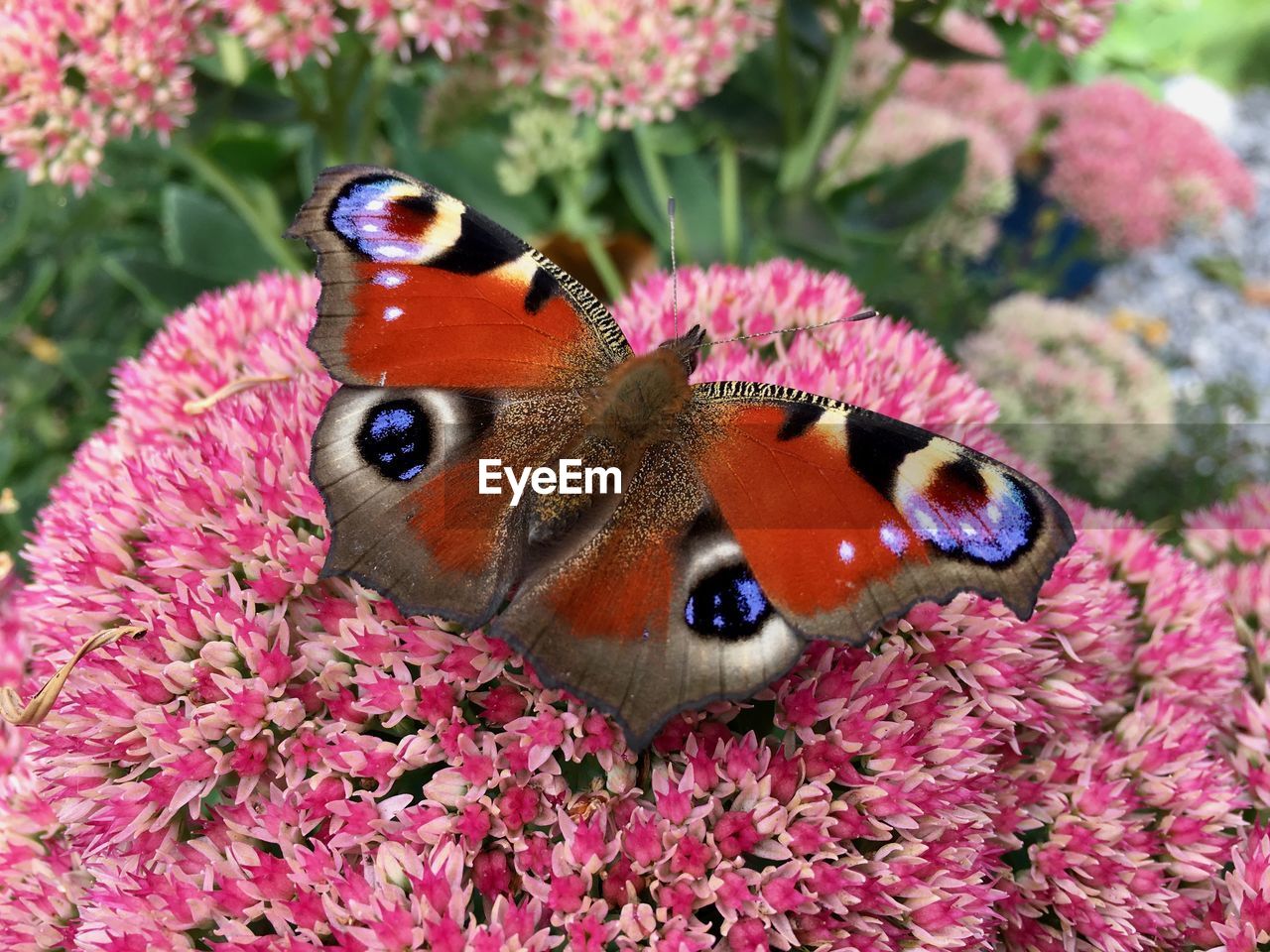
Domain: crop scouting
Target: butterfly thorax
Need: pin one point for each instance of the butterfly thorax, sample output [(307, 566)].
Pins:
[(639, 403), (642, 399)]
-=-=-=-=-
Leave out every picture and copy the rest of the records exactly.

Domain: crop scouting
Target: butterfly thorax
Need: pin one point for each instance of the butterfly thorax, sample output [(307, 566)].
Pins:
[(639, 403), (642, 399)]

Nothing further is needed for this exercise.